▶ **THE EXERCISE**
Can you quote the records below in full, word for word?
━━ GIVEN RECORDS ━━
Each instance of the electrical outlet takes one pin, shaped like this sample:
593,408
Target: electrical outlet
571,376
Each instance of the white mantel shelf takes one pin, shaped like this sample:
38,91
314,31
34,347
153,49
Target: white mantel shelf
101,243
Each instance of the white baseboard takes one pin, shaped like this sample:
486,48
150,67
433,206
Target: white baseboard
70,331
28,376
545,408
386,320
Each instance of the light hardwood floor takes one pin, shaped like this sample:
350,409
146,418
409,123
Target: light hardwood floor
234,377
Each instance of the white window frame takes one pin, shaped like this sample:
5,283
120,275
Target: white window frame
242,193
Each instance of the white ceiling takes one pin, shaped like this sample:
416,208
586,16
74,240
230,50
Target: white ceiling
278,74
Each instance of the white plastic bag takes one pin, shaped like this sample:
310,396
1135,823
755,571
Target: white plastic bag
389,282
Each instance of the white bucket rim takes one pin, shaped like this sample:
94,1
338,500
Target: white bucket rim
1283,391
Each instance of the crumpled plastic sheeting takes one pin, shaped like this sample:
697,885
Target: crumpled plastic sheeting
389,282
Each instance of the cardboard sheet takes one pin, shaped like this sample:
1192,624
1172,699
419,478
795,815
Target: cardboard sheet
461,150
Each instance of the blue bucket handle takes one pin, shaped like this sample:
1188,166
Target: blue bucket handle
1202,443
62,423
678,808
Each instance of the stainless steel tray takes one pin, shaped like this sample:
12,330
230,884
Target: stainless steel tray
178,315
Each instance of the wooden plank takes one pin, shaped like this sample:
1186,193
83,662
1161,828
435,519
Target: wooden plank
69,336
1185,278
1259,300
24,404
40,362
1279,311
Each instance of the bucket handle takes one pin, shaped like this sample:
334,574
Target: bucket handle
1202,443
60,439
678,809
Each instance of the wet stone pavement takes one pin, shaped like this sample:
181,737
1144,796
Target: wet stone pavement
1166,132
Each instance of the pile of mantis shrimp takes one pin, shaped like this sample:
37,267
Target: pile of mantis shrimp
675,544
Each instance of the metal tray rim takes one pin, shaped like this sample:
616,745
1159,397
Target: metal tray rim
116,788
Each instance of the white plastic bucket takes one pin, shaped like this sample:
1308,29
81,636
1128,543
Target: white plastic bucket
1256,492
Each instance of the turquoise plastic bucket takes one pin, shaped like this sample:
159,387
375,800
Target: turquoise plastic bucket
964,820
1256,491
━━━
▶ **THE ANSWER**
Each instance of the electrical outlet takes one pin, shaped like this sample:
593,408
Target: electrical outlet
571,376
Each instance of the white mantel shelf takes one pin, shaped like this sample:
38,91
314,31
34,347
153,49
Target: white mantel shelf
101,243
Each instance of the white baseboard takes one pin, shaped like this sample:
486,48
150,67
433,206
Target: white baseboard
70,331
28,376
545,408
386,320
Each instance of the light hardwood floor takes one pin, shaped like this sample:
350,409
146,418
409,123
Target: light hardwood floor
234,377
Each instance of the white window frame takes one pin, shaped like this sample:
5,283
120,275
Target: white window frame
242,193
Each instance of the white ceiling takes one pin, shaped like this sample:
416,208
586,16
74,240
230,50
Target: white ceiling
278,74
Each instance of the white plastic bag takes one pin, shaped like this sample:
310,396
1135,823
755,571
Target: white plastic bag
389,282
Each instance of the white bucket rim takes one pin, shaped like this sample:
94,1
338,500
Target: white bucket rim
1283,391
Each instance of the crumpled plastic sheeting takes one pin, shaped like this sample:
697,885
Target: crumpled plastic sheeting
389,282
Each instance of the cardboard sheet takes one pin, shaped like this sample:
1192,624
1172,699
419,478
795,815
Target: cardboard sheet
461,150
Each instance of the blue bucket handle takes one pin, shaped like this sample:
1188,166
Target: blue bucket handle
1202,443
62,423
678,808
Each instance of the stainless steel tray takes one pin, shaped like this sample:
12,330
230,884
Target: stainless steel tray
178,315
Each instance of the wooden plank takes one pin, shaped like this sample:
1186,193
83,662
1161,828
435,519
Target: wooden plank
69,336
1185,278
1259,300
24,404
40,362
1279,311
Each instance of the bucket handle takes one pin, shaped like this sample:
334,574
Target: bucket handle
1202,443
60,439
678,809
Each instance of the wet stone pavement takes one pin, shaped like this sample:
181,737
1144,796
Target: wet stone pavement
1166,132
Each instance of the pile of mantis shrimp takes one pin, shaped like this sample:
37,267
Target: pile of mantis shrimp
675,544
Each instance of the metal tray rim takes one pin, shaped like this sample:
616,745
1159,397
Target: metal tray rim
116,788
Each instance of the white plastic bucket takes one pin, shaped like this sample:
1308,29
81,636
1128,543
Target: white plastic bucket
1256,492
Each instance of the turquoise plastic bucket takes one pin, shaped like this sample:
159,387
375,800
Target: turquoise plastic bucket
964,820
1256,491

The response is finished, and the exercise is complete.